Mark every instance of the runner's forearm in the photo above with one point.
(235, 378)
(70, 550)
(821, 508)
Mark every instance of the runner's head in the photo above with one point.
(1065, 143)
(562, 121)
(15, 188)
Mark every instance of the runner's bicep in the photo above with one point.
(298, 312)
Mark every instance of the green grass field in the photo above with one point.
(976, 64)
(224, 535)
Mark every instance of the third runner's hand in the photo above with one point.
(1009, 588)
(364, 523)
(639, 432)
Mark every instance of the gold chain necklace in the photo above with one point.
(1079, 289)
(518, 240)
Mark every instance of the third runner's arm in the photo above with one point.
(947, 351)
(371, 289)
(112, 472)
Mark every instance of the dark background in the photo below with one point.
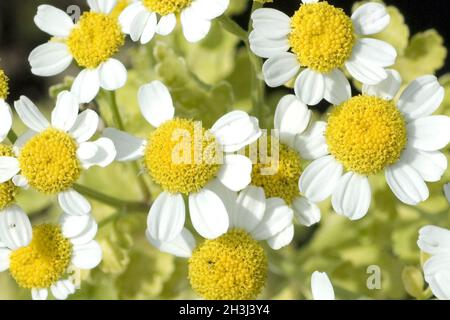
(19, 35)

== DESCRIPTION OF THE TASK ==
Copy all of the entries above word for word, leaving out the picture.

== REPLY TO THE TASK ==
Mark every instance of the runner's forearm in the photo above with one point.
(235, 378)
(70, 550)
(821, 508)
Mark every instance of the runner's head in the photo above with one point.
(1065, 143)
(562, 121)
(15, 188)
Mark every instance of the runner's bicep in the photo above with one point.
(298, 312)
Mark every instance of the green grass field in the photo above with one point.
(976, 64)
(224, 535)
Mark every instance of the third runner's hand in the photo above with one point.
(1009, 588)
(364, 523)
(639, 432)
Mark every instance of the gold chain necklace in the photo above with one point.
(1079, 289)
(518, 240)
Mark every instance of the third runner's arm in the photo above with one point.
(947, 351)
(371, 289)
(112, 472)
Mark every instance of the dark background in the photo below with one point.
(19, 35)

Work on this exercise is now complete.